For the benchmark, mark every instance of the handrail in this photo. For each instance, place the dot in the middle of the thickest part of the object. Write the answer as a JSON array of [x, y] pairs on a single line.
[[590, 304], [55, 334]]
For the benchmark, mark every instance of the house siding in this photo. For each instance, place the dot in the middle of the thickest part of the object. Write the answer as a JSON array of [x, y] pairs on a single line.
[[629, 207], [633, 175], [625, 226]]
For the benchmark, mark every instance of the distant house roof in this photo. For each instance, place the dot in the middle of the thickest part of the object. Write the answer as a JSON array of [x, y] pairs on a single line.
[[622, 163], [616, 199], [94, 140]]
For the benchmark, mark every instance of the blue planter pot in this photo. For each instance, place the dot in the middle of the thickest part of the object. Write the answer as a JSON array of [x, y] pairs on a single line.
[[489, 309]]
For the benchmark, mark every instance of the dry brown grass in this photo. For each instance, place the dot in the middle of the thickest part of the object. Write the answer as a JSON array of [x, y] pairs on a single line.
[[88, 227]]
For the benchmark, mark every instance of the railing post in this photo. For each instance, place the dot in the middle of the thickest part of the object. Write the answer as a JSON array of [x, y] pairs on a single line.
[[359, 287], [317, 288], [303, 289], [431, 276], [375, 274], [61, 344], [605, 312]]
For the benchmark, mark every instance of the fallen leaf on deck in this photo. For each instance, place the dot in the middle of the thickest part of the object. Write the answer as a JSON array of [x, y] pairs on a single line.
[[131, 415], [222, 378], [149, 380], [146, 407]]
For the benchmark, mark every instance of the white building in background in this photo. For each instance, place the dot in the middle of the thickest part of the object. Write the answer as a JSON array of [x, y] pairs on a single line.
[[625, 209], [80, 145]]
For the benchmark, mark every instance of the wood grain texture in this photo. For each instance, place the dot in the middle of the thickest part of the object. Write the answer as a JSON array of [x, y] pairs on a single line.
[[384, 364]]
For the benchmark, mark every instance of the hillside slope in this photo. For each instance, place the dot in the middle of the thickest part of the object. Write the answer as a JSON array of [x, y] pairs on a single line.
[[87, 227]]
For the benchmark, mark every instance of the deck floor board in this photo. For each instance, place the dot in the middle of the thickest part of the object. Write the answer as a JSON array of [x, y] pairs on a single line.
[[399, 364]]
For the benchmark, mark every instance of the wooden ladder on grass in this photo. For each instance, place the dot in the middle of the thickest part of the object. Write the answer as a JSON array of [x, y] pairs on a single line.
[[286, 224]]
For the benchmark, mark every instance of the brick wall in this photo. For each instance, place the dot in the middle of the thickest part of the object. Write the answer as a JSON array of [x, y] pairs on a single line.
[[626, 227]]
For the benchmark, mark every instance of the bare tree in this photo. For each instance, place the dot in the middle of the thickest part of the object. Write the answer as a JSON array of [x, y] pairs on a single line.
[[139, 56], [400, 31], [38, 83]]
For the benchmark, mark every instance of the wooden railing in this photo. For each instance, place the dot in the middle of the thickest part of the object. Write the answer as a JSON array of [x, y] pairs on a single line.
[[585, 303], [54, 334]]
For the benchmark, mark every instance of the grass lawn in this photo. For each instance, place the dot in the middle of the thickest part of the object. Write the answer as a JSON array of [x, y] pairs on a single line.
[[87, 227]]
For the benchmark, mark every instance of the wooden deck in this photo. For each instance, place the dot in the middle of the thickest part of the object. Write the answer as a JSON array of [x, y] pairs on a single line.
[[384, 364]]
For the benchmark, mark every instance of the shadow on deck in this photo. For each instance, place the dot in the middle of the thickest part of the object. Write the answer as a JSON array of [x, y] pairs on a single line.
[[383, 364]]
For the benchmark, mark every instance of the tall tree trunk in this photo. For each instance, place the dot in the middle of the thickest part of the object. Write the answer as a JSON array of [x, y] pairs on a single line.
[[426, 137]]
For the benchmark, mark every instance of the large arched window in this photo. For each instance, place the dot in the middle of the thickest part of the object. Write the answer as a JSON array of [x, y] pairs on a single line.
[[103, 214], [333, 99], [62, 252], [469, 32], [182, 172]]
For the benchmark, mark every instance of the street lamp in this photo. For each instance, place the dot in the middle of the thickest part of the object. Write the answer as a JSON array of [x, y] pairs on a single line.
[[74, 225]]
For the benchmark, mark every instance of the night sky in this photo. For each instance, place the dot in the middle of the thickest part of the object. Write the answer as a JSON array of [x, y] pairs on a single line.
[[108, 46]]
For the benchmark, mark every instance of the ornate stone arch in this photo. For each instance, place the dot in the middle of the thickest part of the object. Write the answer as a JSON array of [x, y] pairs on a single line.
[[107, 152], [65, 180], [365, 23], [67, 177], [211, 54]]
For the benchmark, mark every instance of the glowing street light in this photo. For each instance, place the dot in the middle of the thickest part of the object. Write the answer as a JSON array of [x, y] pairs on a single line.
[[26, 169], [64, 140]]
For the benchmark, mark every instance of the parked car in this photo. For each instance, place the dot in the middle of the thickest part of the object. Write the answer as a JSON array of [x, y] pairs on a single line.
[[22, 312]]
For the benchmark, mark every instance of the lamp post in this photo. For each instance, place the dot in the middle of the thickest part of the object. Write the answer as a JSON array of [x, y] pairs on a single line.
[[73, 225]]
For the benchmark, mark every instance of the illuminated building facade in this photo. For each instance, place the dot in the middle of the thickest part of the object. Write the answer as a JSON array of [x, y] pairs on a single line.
....
▶ [Task brief] Copy out everything from the start of the entries above down to the line containing "[[590, 304], [55, 334]]", keeping every line exactly as it appears, both ends included.

▶ [Reply to the exercise]
For the benchmark, mark every instance of the handrail in this photo. For each instance, place the dot in the middle of the thickest part of the object. Write the answer as a JSON array of [x, y] pairs on a single line.
[[590, 304], [55, 334]]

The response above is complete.